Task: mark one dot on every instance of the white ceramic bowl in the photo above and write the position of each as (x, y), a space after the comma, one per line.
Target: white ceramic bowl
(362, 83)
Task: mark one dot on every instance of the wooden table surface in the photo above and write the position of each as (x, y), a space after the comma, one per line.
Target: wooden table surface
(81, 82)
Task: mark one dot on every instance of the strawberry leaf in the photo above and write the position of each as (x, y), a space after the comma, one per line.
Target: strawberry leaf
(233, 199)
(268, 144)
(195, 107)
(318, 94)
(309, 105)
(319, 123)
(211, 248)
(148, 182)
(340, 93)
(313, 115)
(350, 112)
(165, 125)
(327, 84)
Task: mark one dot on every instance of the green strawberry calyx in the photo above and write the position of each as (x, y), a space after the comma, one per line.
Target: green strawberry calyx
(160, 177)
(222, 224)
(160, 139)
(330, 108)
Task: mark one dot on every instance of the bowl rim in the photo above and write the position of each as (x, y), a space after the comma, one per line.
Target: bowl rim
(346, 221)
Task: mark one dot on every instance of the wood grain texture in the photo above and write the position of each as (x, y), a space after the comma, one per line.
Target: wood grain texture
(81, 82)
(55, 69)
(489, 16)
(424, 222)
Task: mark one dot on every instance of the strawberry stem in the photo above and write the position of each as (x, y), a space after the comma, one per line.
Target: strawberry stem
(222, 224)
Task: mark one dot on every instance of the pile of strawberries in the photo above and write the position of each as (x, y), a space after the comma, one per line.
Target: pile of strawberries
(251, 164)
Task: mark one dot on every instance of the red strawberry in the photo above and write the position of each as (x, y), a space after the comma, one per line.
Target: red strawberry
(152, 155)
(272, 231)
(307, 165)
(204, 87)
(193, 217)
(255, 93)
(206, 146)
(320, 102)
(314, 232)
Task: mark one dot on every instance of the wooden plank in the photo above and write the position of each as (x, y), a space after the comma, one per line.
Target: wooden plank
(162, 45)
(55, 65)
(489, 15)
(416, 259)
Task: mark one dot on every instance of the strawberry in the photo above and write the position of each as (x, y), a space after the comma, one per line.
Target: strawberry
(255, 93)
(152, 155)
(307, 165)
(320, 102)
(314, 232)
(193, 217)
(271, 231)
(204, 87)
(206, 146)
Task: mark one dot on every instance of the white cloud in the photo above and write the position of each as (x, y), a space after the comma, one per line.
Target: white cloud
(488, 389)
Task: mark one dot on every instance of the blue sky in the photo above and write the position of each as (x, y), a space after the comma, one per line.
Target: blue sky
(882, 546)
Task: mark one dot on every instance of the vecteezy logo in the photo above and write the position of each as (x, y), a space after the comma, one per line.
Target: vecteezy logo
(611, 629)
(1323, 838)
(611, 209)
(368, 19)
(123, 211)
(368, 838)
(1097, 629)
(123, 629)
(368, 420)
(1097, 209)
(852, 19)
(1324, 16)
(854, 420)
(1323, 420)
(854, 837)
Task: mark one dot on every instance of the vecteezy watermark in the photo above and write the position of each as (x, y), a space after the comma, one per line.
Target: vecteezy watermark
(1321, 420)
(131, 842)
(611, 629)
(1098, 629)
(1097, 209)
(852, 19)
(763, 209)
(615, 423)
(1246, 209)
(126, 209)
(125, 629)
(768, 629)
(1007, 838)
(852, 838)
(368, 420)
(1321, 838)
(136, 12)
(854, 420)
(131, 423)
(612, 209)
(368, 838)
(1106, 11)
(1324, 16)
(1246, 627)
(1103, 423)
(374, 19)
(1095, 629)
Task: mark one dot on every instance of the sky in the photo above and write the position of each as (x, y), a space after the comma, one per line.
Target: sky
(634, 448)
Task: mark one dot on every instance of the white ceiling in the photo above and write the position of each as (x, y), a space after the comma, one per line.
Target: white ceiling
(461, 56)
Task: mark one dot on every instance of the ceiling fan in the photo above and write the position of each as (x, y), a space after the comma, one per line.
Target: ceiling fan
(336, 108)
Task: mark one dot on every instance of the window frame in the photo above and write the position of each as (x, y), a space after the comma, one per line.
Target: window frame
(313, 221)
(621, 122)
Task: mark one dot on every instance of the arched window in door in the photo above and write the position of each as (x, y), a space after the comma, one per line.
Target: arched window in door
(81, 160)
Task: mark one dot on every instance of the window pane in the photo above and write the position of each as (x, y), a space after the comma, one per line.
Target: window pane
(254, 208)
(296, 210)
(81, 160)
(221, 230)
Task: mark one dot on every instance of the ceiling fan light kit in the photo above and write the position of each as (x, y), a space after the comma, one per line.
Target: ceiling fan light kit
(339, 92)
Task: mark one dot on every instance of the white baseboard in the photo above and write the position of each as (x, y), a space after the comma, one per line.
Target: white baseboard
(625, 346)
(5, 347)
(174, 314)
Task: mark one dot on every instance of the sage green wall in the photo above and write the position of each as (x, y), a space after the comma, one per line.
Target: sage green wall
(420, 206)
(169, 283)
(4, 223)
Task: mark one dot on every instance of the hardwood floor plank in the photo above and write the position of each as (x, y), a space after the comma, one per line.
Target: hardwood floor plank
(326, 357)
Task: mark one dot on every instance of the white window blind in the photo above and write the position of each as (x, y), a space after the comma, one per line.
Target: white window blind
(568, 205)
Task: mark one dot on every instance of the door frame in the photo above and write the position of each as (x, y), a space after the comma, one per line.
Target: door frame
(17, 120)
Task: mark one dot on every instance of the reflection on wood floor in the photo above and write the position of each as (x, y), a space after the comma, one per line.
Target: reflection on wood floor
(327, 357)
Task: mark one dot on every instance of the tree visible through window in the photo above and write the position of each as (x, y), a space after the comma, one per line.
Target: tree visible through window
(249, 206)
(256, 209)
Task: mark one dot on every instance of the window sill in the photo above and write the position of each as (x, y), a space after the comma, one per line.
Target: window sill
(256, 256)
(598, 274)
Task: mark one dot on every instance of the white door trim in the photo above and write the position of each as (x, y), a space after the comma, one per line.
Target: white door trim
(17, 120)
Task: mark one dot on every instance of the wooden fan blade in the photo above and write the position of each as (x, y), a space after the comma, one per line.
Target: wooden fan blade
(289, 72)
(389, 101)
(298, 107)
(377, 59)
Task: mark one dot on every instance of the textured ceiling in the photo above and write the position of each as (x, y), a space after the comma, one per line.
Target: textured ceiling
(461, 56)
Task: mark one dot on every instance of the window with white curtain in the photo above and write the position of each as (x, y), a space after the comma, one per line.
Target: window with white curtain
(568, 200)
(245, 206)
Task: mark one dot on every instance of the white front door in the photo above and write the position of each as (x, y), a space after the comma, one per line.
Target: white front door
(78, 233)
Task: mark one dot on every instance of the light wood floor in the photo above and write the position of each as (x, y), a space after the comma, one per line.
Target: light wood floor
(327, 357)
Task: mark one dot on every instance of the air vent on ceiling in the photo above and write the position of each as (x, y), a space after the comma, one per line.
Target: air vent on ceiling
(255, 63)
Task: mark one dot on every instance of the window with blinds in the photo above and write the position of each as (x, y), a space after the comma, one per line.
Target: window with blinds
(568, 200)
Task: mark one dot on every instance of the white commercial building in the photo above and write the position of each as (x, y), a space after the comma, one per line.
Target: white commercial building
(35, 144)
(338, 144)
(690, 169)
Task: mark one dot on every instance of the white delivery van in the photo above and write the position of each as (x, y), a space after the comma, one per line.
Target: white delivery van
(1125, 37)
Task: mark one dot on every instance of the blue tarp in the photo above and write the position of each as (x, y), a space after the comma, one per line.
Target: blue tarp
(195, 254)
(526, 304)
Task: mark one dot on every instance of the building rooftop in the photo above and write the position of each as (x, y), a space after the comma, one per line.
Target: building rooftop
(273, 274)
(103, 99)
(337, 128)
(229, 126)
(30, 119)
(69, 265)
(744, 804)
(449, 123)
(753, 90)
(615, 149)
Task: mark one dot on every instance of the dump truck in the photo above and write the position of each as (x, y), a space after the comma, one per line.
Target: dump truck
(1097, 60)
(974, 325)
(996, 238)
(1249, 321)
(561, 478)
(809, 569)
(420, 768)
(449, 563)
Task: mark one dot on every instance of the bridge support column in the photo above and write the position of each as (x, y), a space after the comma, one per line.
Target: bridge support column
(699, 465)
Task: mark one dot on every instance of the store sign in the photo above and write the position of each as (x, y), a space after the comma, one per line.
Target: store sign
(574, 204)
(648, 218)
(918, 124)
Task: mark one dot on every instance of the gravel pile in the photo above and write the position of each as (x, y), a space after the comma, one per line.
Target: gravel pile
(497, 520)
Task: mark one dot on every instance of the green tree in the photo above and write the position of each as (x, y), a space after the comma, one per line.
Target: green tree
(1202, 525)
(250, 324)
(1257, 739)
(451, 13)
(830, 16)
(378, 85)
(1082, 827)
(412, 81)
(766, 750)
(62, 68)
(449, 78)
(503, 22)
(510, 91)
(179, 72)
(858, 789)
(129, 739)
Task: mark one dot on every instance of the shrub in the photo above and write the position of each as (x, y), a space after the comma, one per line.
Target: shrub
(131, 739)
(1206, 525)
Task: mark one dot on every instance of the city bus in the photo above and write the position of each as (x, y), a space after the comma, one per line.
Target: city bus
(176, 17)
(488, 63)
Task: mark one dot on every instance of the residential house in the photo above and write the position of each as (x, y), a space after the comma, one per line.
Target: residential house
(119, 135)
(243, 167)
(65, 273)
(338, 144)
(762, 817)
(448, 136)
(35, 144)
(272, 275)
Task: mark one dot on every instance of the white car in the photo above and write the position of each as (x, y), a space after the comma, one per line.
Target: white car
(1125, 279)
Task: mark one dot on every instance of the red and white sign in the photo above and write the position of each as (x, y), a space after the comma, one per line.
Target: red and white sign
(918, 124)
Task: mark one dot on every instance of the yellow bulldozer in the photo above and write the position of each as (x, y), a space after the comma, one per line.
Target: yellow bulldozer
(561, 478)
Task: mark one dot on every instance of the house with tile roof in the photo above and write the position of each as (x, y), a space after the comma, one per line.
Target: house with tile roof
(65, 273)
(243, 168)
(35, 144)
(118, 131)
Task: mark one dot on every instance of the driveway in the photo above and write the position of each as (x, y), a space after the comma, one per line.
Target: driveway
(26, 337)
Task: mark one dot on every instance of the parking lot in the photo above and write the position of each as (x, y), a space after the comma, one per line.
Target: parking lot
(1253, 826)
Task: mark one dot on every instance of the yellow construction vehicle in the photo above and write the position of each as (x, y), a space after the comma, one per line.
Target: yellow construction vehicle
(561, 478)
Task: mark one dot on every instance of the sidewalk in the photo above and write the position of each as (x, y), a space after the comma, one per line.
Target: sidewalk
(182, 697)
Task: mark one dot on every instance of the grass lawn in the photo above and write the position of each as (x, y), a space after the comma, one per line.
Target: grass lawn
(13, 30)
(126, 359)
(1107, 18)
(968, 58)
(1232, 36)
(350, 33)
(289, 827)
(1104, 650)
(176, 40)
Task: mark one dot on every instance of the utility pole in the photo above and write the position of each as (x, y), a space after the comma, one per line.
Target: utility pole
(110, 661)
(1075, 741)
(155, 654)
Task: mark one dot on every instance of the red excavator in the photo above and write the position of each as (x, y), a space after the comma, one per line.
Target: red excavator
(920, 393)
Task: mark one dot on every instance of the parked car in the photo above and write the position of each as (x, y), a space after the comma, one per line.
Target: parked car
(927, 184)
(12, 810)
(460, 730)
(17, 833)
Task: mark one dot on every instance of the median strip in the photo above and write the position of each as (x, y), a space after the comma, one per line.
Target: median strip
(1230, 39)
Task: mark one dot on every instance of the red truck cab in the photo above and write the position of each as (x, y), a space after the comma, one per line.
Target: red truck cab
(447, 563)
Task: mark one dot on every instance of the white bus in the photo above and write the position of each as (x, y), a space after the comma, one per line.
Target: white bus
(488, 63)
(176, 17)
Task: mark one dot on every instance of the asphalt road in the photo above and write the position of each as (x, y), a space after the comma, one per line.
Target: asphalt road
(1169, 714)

Instructions for the task. Copy the data from the line containing "Task: mark one dot on every instance of the vecteezy logo" through the line containing "(1323, 420)", both included, renaming every "vecteezy logo" to "vecteezy emblem" and leaving everything else as it is.

Answer.
Task: mark one dot on every instance of the vecteezy emblem in the photo above and write the position of each as (x, y), a space after the comma, one per line.
Target: vecteezy emblem
(611, 629)
(1323, 838)
(611, 209)
(368, 19)
(123, 211)
(368, 838)
(1097, 629)
(123, 629)
(368, 420)
(1097, 209)
(852, 19)
(1324, 16)
(854, 420)
(1323, 420)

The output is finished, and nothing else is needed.